■ Exercise brief ■
Write out every record below exactly as it appears, omitting the pictures.

■ Provided records ■
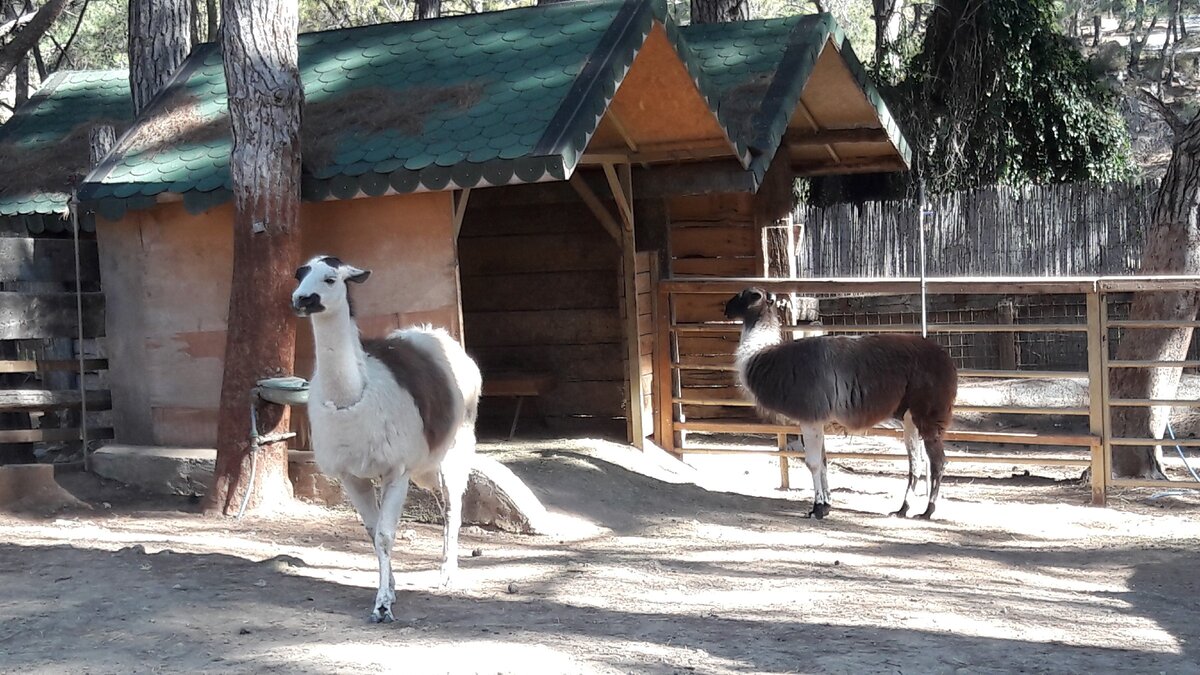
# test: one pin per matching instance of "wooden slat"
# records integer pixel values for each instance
(24, 258)
(717, 242)
(709, 267)
(51, 435)
(891, 457)
(29, 400)
(1153, 364)
(52, 365)
(1026, 438)
(30, 316)
(1156, 402)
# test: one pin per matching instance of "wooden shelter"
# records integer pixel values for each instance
(522, 177)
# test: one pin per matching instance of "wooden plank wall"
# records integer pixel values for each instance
(712, 236)
(40, 400)
(540, 293)
(647, 276)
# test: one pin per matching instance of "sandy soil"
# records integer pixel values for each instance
(669, 568)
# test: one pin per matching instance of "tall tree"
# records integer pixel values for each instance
(160, 37)
(258, 43)
(997, 94)
(719, 11)
(27, 34)
(1173, 246)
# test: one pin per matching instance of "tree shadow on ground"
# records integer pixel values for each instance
(76, 609)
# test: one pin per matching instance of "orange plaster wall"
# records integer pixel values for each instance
(167, 276)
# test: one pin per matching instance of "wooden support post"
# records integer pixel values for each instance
(597, 207)
(1006, 312)
(664, 372)
(1097, 394)
(460, 209)
(785, 478)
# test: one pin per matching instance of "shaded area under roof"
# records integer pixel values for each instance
(477, 100)
(46, 144)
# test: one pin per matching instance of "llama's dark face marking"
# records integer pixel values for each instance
(322, 285)
(748, 304)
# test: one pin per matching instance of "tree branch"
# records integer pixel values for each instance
(21, 45)
(63, 53)
(17, 23)
(1169, 115)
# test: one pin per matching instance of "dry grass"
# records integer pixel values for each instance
(51, 167)
(372, 109)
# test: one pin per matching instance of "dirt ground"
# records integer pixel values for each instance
(661, 567)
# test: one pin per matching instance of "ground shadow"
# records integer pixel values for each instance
(77, 609)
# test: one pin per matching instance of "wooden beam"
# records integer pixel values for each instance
(459, 199)
(611, 115)
(663, 153)
(597, 207)
(871, 165)
(829, 136)
(621, 193)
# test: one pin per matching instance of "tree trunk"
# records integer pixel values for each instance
(22, 93)
(719, 11)
(214, 16)
(1173, 246)
(259, 48)
(160, 36)
(429, 9)
(28, 37)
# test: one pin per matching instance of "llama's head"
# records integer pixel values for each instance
(749, 304)
(322, 285)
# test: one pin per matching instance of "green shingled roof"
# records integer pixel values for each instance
(46, 143)
(484, 100)
(757, 71)
(467, 101)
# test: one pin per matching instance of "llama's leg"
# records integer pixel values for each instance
(912, 443)
(935, 449)
(365, 499)
(455, 475)
(813, 440)
(395, 493)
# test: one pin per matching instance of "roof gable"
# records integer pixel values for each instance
(46, 143)
(467, 101)
(761, 70)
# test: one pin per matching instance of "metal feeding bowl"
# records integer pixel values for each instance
(283, 390)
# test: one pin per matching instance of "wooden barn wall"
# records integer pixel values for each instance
(540, 292)
(167, 276)
(712, 236)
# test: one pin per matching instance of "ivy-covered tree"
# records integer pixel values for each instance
(997, 94)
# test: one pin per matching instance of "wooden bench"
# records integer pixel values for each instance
(519, 384)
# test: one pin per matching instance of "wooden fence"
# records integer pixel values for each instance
(48, 377)
(1074, 230)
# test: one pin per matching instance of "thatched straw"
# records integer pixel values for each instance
(372, 109)
(49, 167)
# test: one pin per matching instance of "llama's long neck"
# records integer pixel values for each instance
(759, 333)
(341, 362)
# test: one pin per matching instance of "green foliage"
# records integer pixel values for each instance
(999, 94)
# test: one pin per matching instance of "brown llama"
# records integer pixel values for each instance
(856, 382)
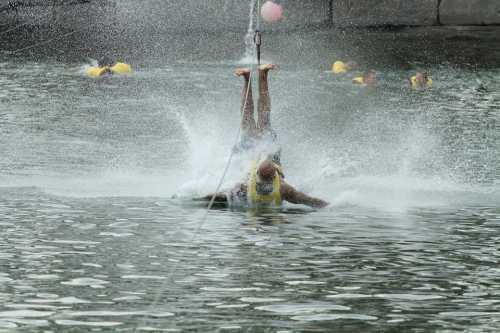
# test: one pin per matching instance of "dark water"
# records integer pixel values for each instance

■ Exercise result ■
# test: one pin per matching instance of "wooden slat"
# records integer pixel values for each instance
(24, 258)
(717, 242)
(709, 267)
(51, 435)
(891, 457)
(29, 400)
(1153, 364)
(52, 365)
(1026, 438)
(30, 316)
(1156, 402)
# test: one pin per matching instance of "wooden shelter"
# records integer pixel values for each instance
(522, 177)
# test: one pin per matching instance of "wooden plank wall"
# records integer pixel values for each instance
(712, 236)
(40, 400)
(540, 293)
(647, 276)
# test: one pin per matching instance of "sandy soil"
# records integer pixel values for each instance
(669, 568)
# test: one pin per matching instance of "tall tree"
# records integer pixel values for each instance
(160, 37)
(258, 43)
(997, 94)
(719, 11)
(27, 34)
(1173, 246)
# test: one pin per matching instance of "tree shadow on ground"
# records integer pixel values for each instance
(76, 609)
# test: one pin per matching instance of "orange plaster wall"
# records integer pixel values for each instance
(167, 276)
# test: one pin per matching instance of "wooden support post"
# records integer pixel values for each instance
(597, 207)
(1006, 312)
(664, 372)
(1097, 394)
(460, 209)
(785, 478)
# test: one pin per matching instance of "shaded area under roof"
# records integer pixel values for each instance
(477, 100)
(46, 144)
# test: one pin per matching instance of "llama's dark face marking"
# records integer pixel values for each instance
(322, 285)
(748, 304)
# test: one pin per matching instance of "tree branch"
# records integer pixel values for each instance
(21, 45)
(63, 53)
(17, 23)
(1169, 115)
# test: one pin per matching instance of "dry grass"
# records integer pixel values for each instance
(51, 167)
(372, 109)
# test: one pin per matching instance of "dirt ground"
# records integer pixel values for each instance
(661, 567)
# test: one pin per matching instance of "ground shadow"
# records integer pixel values for each instance
(77, 609)
# test: one pin per matching instance of "wooden beam"
# records integer pixel values for each instance
(459, 199)
(611, 115)
(663, 153)
(597, 207)
(871, 165)
(829, 136)
(621, 193)
# test: one pin per matching instance of "tree trunk"
# records integer pixel values for each instance
(22, 93)
(719, 11)
(214, 16)
(1173, 246)
(259, 48)
(160, 36)
(429, 9)
(28, 37)
# test: one pin per matching instance of "llama's head"
# records integer pixel values for each instance
(749, 304)
(322, 285)
# test: one pin per matching instance of "green shingled roof"
# records integer pixel values for each instance
(46, 143)
(484, 100)
(757, 71)
(467, 101)
# test: one pin per matching instance of "llama's leg"
# records integer pixel values for each instance
(912, 443)
(935, 449)
(365, 499)
(455, 475)
(813, 440)
(395, 493)
# test: one pin per matching instance of "roof gable"
# records integer pixel values for each instance
(46, 143)
(467, 101)
(761, 70)
# test: one pin per matching instance of "metal feeding bowl"
# records integer pixel values for each instance
(283, 390)
# test: one pin per matching instance of "wooden barn wall"
# records integer pixel values for each instance
(540, 292)
(167, 276)
(712, 236)
# test: one pin per matching instance of "ivy-covered tree"
# records integer pixel values for each instance
(997, 94)
# test: one pin per matching instance of "wooden bench"
# records integer pixel values for each instance
(519, 384)
# test: one pin per matching instance of "wooden fence"
# records integer pixel values for each instance
(48, 377)
(1074, 230)
# test: one pin per matching instance of "thatched straw"
# records integer pixel values for each instance
(372, 109)
(49, 167)
# test: one pin per matching instance of "llama's long neck"
# records integer pixel values for each instance
(759, 333)
(341, 362)
# test: one pin per matching instance of "green foliage"
# records integer pixel values for each instance
(999, 94)
# test: one pin per matching instance of "brown llama"
# records integer pixel values for each instance
(856, 382)
# test: one pin per matching instance of "dark water"
# records integer pixel values for each instance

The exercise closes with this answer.